◆ WORK INSTRUCTION:
Look through the entries. Copy each line that has the word "black".

────────────────

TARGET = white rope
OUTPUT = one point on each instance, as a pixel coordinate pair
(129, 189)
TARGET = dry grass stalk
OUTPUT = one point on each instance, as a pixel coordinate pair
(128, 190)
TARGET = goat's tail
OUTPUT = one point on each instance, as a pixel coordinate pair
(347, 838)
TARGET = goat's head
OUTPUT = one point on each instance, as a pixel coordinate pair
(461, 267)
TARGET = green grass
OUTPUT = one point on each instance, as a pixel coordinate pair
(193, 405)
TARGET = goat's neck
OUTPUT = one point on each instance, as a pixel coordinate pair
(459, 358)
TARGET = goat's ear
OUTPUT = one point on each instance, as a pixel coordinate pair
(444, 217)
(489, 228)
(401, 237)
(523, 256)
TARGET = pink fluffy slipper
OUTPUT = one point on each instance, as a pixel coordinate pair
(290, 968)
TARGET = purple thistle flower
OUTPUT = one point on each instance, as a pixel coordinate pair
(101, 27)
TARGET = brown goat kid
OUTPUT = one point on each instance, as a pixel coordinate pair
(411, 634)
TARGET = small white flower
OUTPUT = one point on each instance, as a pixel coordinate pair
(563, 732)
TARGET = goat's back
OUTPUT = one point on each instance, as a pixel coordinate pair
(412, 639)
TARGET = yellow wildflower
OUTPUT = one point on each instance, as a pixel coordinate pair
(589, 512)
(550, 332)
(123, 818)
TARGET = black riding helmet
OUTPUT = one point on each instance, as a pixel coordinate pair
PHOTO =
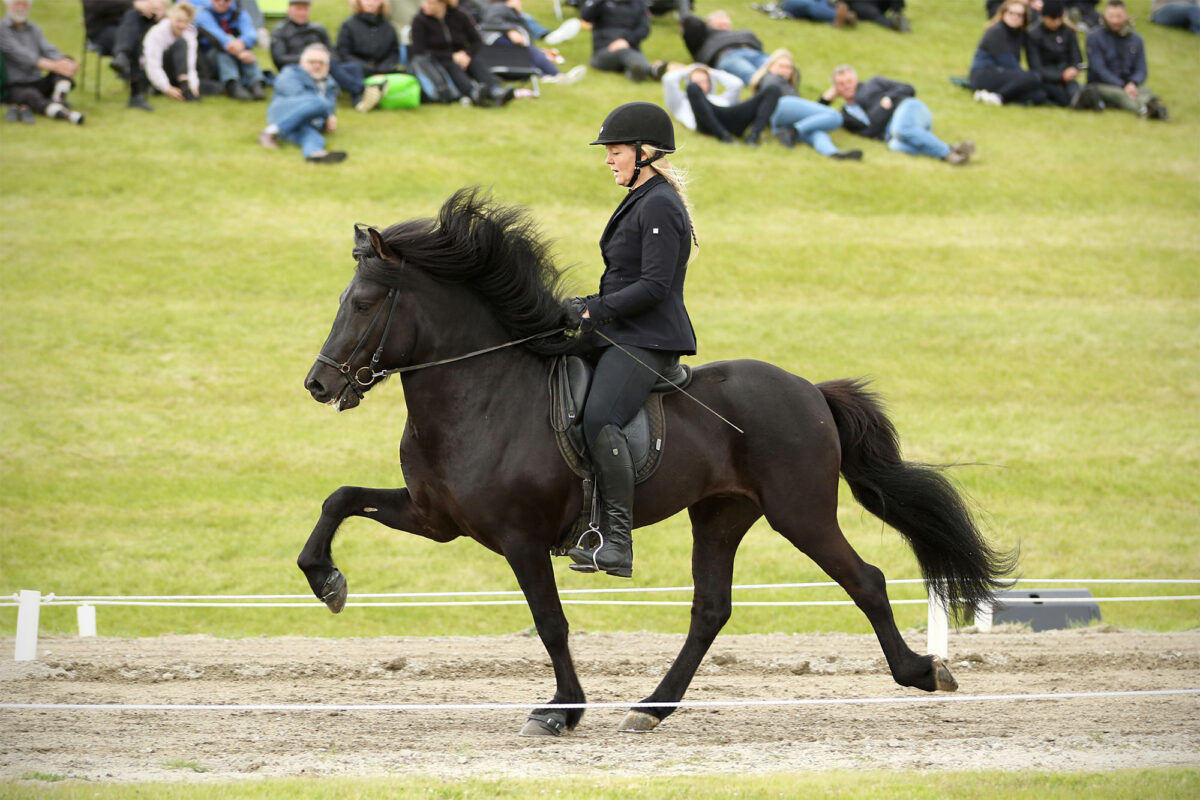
(639, 124)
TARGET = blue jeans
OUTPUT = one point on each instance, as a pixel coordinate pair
(303, 121)
(537, 30)
(813, 122)
(1179, 14)
(231, 68)
(742, 61)
(911, 131)
(819, 10)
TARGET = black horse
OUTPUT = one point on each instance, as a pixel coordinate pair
(480, 458)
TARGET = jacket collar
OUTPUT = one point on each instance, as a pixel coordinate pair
(629, 200)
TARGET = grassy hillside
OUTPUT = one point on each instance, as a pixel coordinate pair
(1033, 317)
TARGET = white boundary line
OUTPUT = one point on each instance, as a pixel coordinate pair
(508, 707)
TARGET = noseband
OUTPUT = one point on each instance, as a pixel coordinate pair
(359, 384)
(355, 380)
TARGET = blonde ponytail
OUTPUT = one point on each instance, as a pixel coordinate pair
(678, 179)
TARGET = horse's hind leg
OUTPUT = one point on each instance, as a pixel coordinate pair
(393, 507)
(826, 545)
(718, 527)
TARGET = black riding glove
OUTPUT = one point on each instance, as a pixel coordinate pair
(575, 318)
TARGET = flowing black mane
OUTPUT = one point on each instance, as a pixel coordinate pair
(496, 250)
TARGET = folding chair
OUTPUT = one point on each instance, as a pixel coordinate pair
(273, 8)
(90, 47)
(507, 60)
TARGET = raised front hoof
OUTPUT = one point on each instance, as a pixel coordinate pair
(942, 678)
(333, 594)
(639, 722)
(545, 725)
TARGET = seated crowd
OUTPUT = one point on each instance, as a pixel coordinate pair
(192, 48)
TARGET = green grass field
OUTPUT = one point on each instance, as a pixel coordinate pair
(1119, 785)
(1033, 316)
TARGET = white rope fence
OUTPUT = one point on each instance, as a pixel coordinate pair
(525, 707)
(29, 603)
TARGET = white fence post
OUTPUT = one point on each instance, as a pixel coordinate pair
(983, 618)
(85, 614)
(27, 625)
(939, 626)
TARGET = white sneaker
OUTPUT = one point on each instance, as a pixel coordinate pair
(573, 76)
(988, 97)
(371, 97)
(567, 30)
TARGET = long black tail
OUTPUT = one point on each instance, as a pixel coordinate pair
(916, 499)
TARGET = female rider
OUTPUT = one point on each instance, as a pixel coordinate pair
(637, 320)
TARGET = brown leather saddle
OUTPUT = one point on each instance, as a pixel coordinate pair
(570, 378)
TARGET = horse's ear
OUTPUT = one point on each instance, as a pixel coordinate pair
(360, 235)
(381, 246)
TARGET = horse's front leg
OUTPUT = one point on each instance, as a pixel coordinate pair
(393, 507)
(531, 564)
(718, 525)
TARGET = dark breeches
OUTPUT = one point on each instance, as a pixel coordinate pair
(621, 385)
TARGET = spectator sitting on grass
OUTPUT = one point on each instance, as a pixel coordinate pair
(297, 32)
(618, 29)
(445, 32)
(135, 24)
(366, 38)
(505, 16)
(101, 19)
(996, 72)
(1116, 65)
(168, 59)
(796, 118)
(889, 110)
(888, 13)
(227, 42)
(706, 101)
(1176, 13)
(510, 12)
(40, 76)
(835, 12)
(713, 42)
(303, 107)
(1053, 52)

────────────────

◆ SOLUTION BELOW:
TARGET = black riding helmet
TARGET = black horse
TARGET = black riding glove
TARGET = flowing black mane
TARGET = long black tail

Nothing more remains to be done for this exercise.